#### [Exercise directions]
Pick out every line in the listing below that contains the string "white". Copy each of those lines.
[start Records provided]
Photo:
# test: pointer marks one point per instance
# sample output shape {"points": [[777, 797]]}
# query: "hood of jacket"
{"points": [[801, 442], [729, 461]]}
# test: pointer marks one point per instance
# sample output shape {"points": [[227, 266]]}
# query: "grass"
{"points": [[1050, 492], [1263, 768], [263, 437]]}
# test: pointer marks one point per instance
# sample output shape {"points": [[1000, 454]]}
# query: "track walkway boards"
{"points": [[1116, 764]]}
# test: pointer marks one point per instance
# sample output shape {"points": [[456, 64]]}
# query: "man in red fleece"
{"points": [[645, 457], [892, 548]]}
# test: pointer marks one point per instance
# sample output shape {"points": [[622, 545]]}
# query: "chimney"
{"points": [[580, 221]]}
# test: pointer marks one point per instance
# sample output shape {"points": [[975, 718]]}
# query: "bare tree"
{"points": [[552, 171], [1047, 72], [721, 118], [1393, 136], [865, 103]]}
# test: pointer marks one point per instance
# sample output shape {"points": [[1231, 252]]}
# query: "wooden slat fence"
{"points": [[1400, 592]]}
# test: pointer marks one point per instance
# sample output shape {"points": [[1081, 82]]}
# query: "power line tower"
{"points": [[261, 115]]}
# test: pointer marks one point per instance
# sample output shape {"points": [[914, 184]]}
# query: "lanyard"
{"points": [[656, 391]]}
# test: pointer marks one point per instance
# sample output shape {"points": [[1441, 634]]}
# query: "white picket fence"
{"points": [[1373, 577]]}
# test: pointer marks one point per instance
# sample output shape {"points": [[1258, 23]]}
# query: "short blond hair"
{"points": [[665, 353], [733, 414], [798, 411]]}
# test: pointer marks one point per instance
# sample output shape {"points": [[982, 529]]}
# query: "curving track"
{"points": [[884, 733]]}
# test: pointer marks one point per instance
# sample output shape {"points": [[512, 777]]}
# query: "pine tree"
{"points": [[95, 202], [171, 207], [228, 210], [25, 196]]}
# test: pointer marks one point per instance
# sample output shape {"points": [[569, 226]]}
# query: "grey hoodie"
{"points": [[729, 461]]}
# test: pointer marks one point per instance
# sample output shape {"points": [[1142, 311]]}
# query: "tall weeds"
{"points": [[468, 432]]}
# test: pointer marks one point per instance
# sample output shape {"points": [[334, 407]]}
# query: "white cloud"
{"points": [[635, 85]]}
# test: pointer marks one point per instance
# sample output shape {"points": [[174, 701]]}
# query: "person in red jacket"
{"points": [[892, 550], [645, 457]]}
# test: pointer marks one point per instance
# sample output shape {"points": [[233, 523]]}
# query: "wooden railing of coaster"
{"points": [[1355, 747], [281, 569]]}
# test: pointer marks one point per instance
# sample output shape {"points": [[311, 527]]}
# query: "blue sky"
[end Records provided]
#### [Worked solution]
# query: "white picket fence"
# query: "white cloud"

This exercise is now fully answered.